- WORK INSTRUCTION -
From the passage on Lesch–Nyhan disease, transcribe the section that begins with the words containing "The molecular defect" and ends with "guanylic acid (GMP).".

- EXTRACTED TEXT -
++++++++++
Published online by Cambridge University Press: 31 July 2009
Introduction
Lesch–Nyhan disease, the most common and most thoroughly studied of the disorders of purine metabolism, was first described as a syndrome in 1964 (Lesch & Nyhan, 1964). The initial two patients were brothers, an early indication of the X-linked recessive nature of the disease, which shortly became evident with the study of the pedigrees of families with numbers of affected males (Nyhan et al., 1967). The older brother of the proband was in an institution with a diagnosis of mental retardation and cerebral palsy, when the younger brother was admitted with hematuria and found to have hyperuricemia and uricosuria and had bizarre and compulsive, self-mutilative biting. Both brothers exhibited involuntary choreoathetoid movements. A hallmark feature of the disease has continued to be loss of tissue resulting from biting or some other form of self-injurious behavior. Biochemical studies identified that the uric acid pool was enlarged and its turnover was abnormally rapid. The overproduction of purine from an intravenous glycine precursor was 20 times the normal value (Nyhan, 1968), whereas in adults with gouty arthritis the greatest rates of de novo synthesis of purines observed were twice the normal value.
The molecular defect is the virtually complete absence of activity of the enzyme hypoxanthine guanine phosphoribosyl transferase (HPRT) (Fig. 24.1) (Seegmiller et al., 1967). HPRT catalyzes the reaction in which the purine bases, hypoxanthine and guanine, are converted in what has been referred to as a salvage or reutilization pathway to their respective nucleotides, inosinic acid (IMP) and guanylic acid (GMP).
++++++++++
- RECORDED INFORMATION -
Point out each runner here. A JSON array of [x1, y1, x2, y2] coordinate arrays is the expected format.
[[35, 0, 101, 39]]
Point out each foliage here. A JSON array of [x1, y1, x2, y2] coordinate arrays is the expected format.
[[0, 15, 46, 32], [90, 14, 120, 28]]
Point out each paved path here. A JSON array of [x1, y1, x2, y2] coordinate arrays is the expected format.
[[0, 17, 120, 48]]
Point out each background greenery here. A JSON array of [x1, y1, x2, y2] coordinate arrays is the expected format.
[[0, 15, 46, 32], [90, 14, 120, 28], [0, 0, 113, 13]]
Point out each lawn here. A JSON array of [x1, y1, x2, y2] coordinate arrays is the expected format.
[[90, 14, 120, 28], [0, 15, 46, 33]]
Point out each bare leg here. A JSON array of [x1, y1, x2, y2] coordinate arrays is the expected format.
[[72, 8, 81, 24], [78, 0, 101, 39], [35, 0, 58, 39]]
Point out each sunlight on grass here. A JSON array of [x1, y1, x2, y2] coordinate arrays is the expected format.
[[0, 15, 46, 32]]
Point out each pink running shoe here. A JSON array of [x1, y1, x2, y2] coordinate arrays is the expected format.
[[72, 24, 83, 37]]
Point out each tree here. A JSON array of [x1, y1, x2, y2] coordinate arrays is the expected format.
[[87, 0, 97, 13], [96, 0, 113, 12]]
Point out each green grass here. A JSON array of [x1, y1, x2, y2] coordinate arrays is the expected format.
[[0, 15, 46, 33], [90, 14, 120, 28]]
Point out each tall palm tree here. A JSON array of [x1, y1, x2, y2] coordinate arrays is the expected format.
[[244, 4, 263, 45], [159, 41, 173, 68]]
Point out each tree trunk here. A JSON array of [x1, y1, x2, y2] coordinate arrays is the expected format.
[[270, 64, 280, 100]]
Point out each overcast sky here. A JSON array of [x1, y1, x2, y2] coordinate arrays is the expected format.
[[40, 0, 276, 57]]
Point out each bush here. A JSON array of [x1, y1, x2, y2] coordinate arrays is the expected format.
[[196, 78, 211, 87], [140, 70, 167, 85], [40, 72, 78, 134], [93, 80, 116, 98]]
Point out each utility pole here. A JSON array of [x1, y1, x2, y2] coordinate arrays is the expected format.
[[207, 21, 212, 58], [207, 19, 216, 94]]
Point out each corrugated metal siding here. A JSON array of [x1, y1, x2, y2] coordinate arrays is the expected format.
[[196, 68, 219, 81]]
++++++++++
- RESULT OF THIS EXERCISE -
The molecular defect is the virtually complete absence of activity of the enzyme hypoxanthine guanine phosphoribosyl transferase (HPRT) (Fig. 24.1) (Seegmiller et al., 1967). HPRT catalyzes the reaction in which the purine bases, hypoxanthine and guanine, are converted in what has been referred to as a salvage or reutilization pathway to their respective nucleotides, inosinic acid (IMP) and guanylic acid (GMP).